* Start Selection *
|Regexps from DFA firstname.lastname@example.org (G Venkatesha Murthy) (1997-02-02)|
|Re: Regexps from DFA email@example.com (1997-02-03)|
|Re: Regexps from DFA firstname.lastname@example.org (1997-02-03)|
|Re: Regexps from DFA email@example.com (1997-02-07)|
|Re: Regexps from DFA firstname.lastname@example.org (1997-02-07)|
|Re: Regexps from DFA email@example.com (Philip Lijnzaad) (1997-02-07)|
|From:||firstname.lastname@example.org (Zvi Lamm)|
|Date:||7 Feb 1997 23:35:31 -0500|
|Organization:||Hebrew University, Jeruslem, Israel|
Anton Ertl (email@example.com) wrote:
: Perhaps what you are searching for would be accomplished by a tool
: like this: Given a set of example strings that are in your language
: ("in"), and a set of strings that are not in your language ("out"),
: return the simplest RE (according to some metric, e.g., number of RE
: operators) for a language that is a superset of the "in" set, and
: disjoint from the "out" set.
* End Selection *
### Request 1:
Put the entries between the line holding "Guideline: for every instance of the bee's" and the line holding "column 142, row 54", inclusive, into a JSON list of strings, one string per line, with blank lines and pictures left out.
The text above has no connection to the entries that come after it.
* Start Given data *
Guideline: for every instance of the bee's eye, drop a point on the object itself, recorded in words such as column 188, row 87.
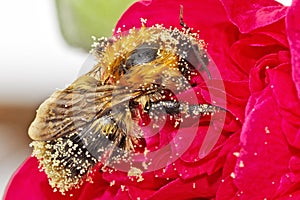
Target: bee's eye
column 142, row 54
* End Given data *
* Start Given data *
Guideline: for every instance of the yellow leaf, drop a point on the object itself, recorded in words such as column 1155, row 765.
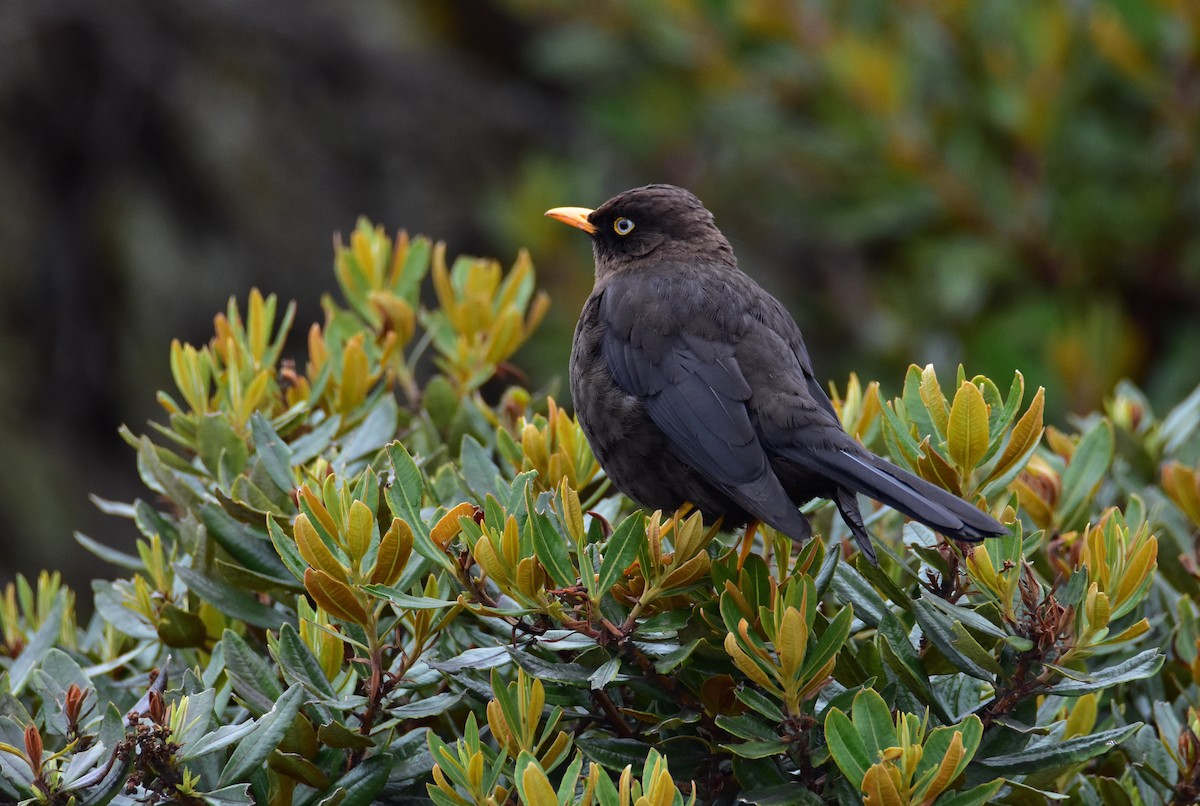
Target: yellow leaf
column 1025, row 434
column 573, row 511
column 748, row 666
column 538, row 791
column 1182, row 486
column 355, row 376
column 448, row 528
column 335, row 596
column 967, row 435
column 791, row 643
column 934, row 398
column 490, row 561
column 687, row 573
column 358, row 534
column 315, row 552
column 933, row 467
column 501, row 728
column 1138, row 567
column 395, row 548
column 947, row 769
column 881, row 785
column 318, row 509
* End Given data *
### Request 2:
Give what follows in the newsgroup post on deriving regular expressions from DFAs, starting after its last sentence.

### Task output 1:
[
  "Guideline: for every instance of the bee's eye, drop a point on the object itself, recorded in words such as column 188, row 87.",
  "Target: bee's eye",
  "column 142, row 54"
]

### Task output 2:
This reminds me of question 3.36 in the Red Dragon:
Give an algorithm that takes as an input a string x and a regex r, and
produces as output a string y in L(r), such that d(x,y) (this is the
minimal edit distance, E.L) is a small as possible.
The refernce is to Wagner R. A. "Order-n correction fo regular languages"
CACM 16:5, 1974.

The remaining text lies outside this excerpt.